Recast the entries from the line containing "Would you kindly point at the white stone" through the line containing "<point>93,130</point>", both included, as a numbered list. Leave out any blank lines.

** start of DATA RECORDS **

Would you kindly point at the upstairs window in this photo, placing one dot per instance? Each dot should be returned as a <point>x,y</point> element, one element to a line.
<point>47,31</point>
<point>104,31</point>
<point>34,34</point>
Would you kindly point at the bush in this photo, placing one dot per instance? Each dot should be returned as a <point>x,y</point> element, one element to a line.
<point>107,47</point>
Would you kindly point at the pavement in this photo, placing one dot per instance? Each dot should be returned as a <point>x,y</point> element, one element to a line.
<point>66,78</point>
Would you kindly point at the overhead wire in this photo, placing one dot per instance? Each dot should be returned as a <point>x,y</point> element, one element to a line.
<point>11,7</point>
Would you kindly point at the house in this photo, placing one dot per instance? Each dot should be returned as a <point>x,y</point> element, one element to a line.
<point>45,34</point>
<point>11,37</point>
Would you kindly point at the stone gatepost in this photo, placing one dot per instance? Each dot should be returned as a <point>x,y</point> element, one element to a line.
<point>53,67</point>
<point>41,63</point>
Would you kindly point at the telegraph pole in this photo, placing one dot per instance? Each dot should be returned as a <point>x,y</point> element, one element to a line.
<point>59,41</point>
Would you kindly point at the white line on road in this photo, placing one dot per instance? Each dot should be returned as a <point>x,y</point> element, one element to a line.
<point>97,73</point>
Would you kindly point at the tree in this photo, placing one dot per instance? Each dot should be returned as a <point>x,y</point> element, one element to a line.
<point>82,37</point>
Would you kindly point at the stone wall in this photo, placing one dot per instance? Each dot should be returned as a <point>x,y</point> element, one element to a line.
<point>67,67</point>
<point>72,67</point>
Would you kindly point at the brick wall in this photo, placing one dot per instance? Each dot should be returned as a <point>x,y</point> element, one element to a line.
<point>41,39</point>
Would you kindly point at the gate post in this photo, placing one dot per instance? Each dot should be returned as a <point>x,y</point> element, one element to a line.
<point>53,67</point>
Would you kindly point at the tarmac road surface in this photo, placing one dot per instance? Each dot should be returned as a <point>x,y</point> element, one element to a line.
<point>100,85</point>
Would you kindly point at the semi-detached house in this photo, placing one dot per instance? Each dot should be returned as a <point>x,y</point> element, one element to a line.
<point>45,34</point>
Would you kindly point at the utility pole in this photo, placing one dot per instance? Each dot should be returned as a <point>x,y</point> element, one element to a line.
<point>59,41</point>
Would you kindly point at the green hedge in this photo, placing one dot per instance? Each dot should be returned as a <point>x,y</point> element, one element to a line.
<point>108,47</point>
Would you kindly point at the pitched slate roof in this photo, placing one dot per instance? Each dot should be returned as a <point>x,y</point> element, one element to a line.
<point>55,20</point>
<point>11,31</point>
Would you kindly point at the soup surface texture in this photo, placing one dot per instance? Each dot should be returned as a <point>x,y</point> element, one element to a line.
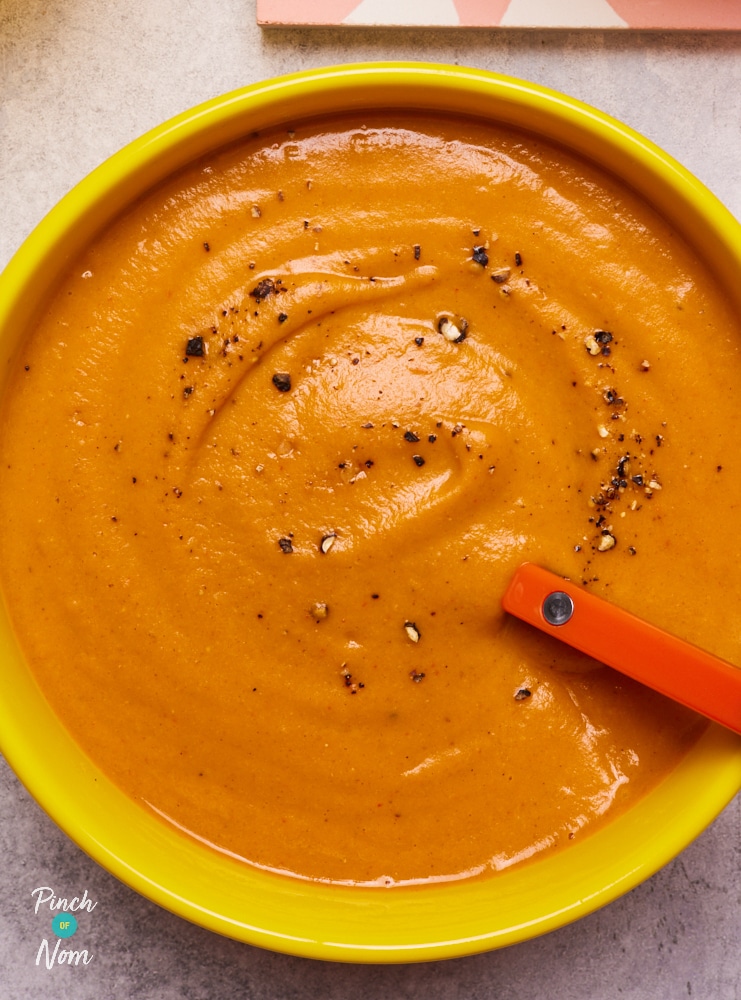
<point>276,447</point>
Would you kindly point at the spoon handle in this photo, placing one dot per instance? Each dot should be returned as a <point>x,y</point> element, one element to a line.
<point>617,638</point>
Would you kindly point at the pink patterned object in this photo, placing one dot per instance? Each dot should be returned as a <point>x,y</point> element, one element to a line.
<point>697,15</point>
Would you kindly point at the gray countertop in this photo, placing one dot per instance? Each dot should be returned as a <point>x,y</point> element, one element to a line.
<point>79,79</point>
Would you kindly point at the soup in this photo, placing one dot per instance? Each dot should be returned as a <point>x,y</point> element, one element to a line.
<point>276,447</point>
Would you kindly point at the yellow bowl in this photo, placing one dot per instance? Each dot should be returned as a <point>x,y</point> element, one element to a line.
<point>302,918</point>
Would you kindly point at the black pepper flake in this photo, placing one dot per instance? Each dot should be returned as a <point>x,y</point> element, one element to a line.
<point>264,288</point>
<point>194,347</point>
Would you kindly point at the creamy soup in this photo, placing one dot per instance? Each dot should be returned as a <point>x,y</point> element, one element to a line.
<point>276,447</point>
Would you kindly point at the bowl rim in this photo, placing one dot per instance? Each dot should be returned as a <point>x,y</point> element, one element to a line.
<point>285,914</point>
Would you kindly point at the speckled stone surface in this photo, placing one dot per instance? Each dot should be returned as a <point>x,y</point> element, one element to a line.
<point>78,79</point>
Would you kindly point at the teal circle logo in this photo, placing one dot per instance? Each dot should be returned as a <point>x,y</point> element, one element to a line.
<point>64,925</point>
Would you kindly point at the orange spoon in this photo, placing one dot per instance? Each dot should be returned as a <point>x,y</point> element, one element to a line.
<point>617,638</point>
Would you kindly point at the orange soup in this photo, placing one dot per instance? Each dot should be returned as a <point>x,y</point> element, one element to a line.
<point>277,446</point>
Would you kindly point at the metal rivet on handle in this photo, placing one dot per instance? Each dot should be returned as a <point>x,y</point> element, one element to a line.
<point>558,608</point>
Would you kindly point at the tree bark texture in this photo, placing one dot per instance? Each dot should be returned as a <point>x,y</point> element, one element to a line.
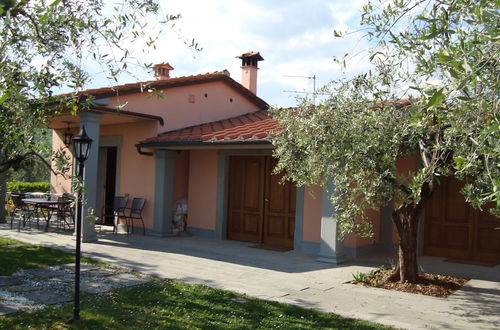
<point>3,193</point>
<point>406,220</point>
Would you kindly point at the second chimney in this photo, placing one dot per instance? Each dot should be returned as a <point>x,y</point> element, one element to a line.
<point>162,71</point>
<point>249,69</point>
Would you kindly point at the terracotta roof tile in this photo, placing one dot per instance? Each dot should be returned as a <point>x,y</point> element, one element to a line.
<point>251,128</point>
<point>144,86</point>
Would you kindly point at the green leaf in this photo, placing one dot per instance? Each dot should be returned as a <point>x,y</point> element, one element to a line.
<point>436,98</point>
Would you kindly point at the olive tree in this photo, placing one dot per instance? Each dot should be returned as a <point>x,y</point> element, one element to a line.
<point>432,92</point>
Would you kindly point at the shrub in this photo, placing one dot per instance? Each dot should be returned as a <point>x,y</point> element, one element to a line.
<point>17,186</point>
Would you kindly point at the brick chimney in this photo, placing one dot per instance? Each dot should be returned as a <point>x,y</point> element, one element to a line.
<point>162,71</point>
<point>249,70</point>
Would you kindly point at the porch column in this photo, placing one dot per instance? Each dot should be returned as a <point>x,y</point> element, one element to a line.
<point>331,248</point>
<point>164,187</point>
<point>92,127</point>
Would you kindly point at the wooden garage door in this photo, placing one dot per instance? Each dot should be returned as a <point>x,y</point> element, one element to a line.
<point>455,230</point>
<point>260,208</point>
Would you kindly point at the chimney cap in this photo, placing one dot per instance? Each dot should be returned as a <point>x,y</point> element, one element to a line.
<point>163,66</point>
<point>251,55</point>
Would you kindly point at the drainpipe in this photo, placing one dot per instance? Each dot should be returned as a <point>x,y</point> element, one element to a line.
<point>144,153</point>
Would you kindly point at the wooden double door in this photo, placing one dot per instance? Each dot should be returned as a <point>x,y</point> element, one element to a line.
<point>260,208</point>
<point>455,230</point>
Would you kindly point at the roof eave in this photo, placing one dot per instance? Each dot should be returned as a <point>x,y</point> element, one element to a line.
<point>198,143</point>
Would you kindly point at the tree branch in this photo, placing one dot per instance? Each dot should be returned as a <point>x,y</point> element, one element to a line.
<point>19,158</point>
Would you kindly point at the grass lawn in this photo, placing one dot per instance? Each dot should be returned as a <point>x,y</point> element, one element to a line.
<point>16,255</point>
<point>167,304</point>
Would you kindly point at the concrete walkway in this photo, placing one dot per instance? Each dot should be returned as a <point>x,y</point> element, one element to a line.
<point>295,278</point>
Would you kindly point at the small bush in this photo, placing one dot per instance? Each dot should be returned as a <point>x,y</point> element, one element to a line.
<point>17,186</point>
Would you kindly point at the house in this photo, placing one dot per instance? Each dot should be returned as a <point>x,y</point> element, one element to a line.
<point>204,139</point>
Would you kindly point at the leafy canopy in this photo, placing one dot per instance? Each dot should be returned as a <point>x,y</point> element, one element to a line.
<point>432,92</point>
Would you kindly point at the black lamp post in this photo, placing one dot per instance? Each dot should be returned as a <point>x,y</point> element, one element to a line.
<point>81,145</point>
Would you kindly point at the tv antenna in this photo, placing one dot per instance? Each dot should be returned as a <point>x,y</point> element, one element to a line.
<point>313,78</point>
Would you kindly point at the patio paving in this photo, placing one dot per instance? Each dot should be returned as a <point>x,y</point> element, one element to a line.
<point>295,277</point>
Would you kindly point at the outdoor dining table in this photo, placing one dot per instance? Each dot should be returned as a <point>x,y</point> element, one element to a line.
<point>48,204</point>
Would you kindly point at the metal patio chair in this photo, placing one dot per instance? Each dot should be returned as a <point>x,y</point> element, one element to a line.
<point>117,212</point>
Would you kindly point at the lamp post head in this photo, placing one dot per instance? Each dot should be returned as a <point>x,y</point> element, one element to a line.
<point>81,145</point>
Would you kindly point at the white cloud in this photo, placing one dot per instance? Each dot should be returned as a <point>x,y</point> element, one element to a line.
<point>294,37</point>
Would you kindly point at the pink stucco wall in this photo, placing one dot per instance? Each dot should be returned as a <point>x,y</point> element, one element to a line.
<point>136,172</point>
<point>181,176</point>
<point>202,194</point>
<point>187,105</point>
<point>311,229</point>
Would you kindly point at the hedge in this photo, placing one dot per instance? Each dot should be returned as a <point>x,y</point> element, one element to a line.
<point>18,186</point>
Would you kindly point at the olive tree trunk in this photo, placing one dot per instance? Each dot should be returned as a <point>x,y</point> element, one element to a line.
<point>406,220</point>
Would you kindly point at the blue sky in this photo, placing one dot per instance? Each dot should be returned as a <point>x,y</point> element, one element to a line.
<point>294,37</point>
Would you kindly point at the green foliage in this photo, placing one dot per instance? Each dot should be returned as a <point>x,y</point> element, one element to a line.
<point>432,92</point>
<point>18,186</point>
<point>370,278</point>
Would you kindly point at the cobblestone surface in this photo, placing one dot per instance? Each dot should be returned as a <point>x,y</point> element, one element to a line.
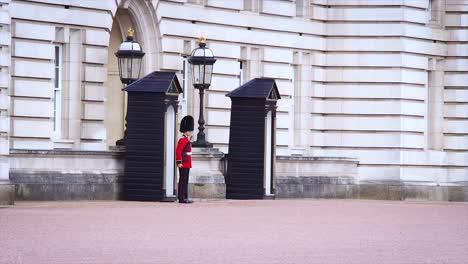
<point>227,231</point>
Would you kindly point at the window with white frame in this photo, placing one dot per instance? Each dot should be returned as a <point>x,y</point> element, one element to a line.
<point>185,85</point>
<point>57,90</point>
<point>241,72</point>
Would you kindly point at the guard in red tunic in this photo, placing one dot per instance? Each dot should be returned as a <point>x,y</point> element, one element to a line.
<point>184,158</point>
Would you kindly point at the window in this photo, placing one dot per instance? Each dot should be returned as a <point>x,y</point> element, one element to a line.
<point>185,76</point>
<point>57,91</point>
<point>241,72</point>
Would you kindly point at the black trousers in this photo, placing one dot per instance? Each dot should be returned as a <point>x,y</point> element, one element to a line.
<point>182,190</point>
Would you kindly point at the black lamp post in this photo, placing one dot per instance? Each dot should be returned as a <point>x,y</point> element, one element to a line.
<point>129,56</point>
<point>202,60</point>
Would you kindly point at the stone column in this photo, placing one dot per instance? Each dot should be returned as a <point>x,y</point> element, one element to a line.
<point>7,189</point>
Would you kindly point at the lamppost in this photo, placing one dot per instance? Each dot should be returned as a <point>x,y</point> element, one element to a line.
<point>129,57</point>
<point>202,60</point>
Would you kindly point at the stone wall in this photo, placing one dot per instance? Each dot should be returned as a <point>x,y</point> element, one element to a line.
<point>382,82</point>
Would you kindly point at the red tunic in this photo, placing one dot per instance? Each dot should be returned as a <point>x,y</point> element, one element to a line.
<point>186,159</point>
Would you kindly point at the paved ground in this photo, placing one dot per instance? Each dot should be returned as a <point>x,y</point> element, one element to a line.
<point>227,231</point>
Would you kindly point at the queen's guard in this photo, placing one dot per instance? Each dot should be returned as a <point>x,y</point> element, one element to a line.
<point>184,158</point>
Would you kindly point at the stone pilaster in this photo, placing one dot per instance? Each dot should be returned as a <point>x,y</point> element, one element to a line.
<point>7,190</point>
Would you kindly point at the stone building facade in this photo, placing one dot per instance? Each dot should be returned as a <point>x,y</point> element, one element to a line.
<point>374,92</point>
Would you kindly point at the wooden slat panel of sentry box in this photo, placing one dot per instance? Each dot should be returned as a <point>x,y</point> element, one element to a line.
<point>246,149</point>
<point>144,158</point>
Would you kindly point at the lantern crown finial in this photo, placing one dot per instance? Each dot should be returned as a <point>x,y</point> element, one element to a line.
<point>202,40</point>
<point>130,32</point>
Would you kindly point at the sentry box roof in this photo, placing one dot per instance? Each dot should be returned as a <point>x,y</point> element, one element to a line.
<point>156,82</point>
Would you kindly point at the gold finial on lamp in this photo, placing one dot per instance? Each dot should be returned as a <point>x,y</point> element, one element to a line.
<point>202,39</point>
<point>130,32</point>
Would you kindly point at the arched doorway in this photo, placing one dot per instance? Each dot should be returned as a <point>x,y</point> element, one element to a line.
<point>139,15</point>
<point>170,151</point>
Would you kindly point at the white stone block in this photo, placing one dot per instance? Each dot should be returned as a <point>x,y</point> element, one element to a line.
<point>456,64</point>
<point>22,128</point>
<point>282,137</point>
<point>372,123</point>
<point>361,90</point>
<point>457,49</point>
<point>5,17</point>
<point>4,79</point>
<point>94,111</point>
<point>456,95</point>
<point>4,100</point>
<point>224,83</point>
<point>96,55</point>
<point>458,35</point>
<point>4,122</point>
<point>33,88</point>
<point>456,126</point>
<point>277,71</point>
<point>236,34</point>
<point>172,62</point>
<point>359,29</point>
<point>18,143</point>
<point>456,79</point>
<point>218,100</point>
<point>218,118</point>
<point>31,30</point>
<point>357,44</point>
<point>243,20</point>
<point>94,92</point>
<point>456,20</point>
<point>103,5</point>
<point>237,5</point>
<point>223,66</point>
<point>33,69</point>
<point>460,110</point>
<point>93,130</point>
<point>369,107</point>
<point>93,146</point>
<point>456,142</point>
<point>395,3</point>
<point>32,108</point>
<point>422,175</point>
<point>217,134</point>
<point>37,50</point>
<point>95,73</point>
<point>5,58</point>
<point>413,76</point>
<point>225,50</point>
<point>283,120</point>
<point>5,38</point>
<point>277,55</point>
<point>4,150</point>
<point>96,37</point>
<point>457,175</point>
<point>58,14</point>
<point>173,45</point>
<point>282,8</point>
<point>417,46</point>
<point>284,87</point>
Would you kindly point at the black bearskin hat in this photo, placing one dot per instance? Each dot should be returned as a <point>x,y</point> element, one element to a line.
<point>186,124</point>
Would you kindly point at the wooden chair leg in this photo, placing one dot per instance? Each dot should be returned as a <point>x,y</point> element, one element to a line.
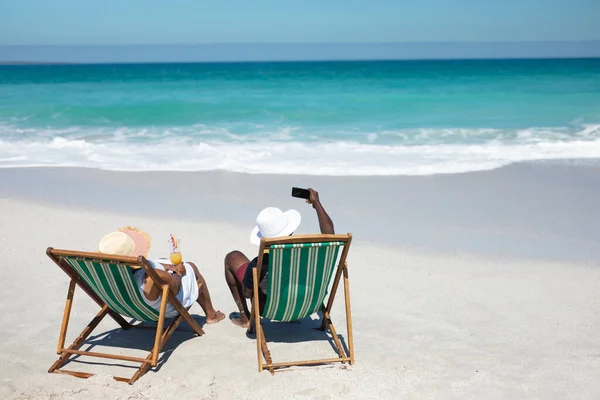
<point>62,360</point>
<point>256,314</point>
<point>142,370</point>
<point>252,323</point>
<point>265,351</point>
<point>335,337</point>
<point>160,326</point>
<point>348,315</point>
<point>66,315</point>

** end of DATA RECORDS **

**THE ANSWER**.
1. Would you kindly point at the white stone block in this photo, placing one dot per instance? Each dot should be returned as a <point>x,y</point> element, one element to a line.
2. <point>456,64</point>
3. <point>22,128</point>
4. <point>282,137</point>
5. <point>372,123</point>
6. <point>361,90</point>
7. <point>457,49</point>
8. <point>5,17</point>
9. <point>4,79</point>
10. <point>94,111</point>
11. <point>456,95</point>
12. <point>4,100</point>
13. <point>224,83</point>
14. <point>96,55</point>
15. <point>458,35</point>
16. <point>4,122</point>
17. <point>33,88</point>
18. <point>456,126</point>
19. <point>277,71</point>
20. <point>236,34</point>
21. <point>172,62</point>
22. <point>359,29</point>
23. <point>18,143</point>
24. <point>456,79</point>
25. <point>218,100</point>
26. <point>218,118</point>
27. <point>31,30</point>
28. <point>357,44</point>
29. <point>243,20</point>
30. <point>94,92</point>
31. <point>456,20</point>
32. <point>103,5</point>
33. <point>237,5</point>
34. <point>223,66</point>
35. <point>33,69</point>
36. <point>460,110</point>
37. <point>93,130</point>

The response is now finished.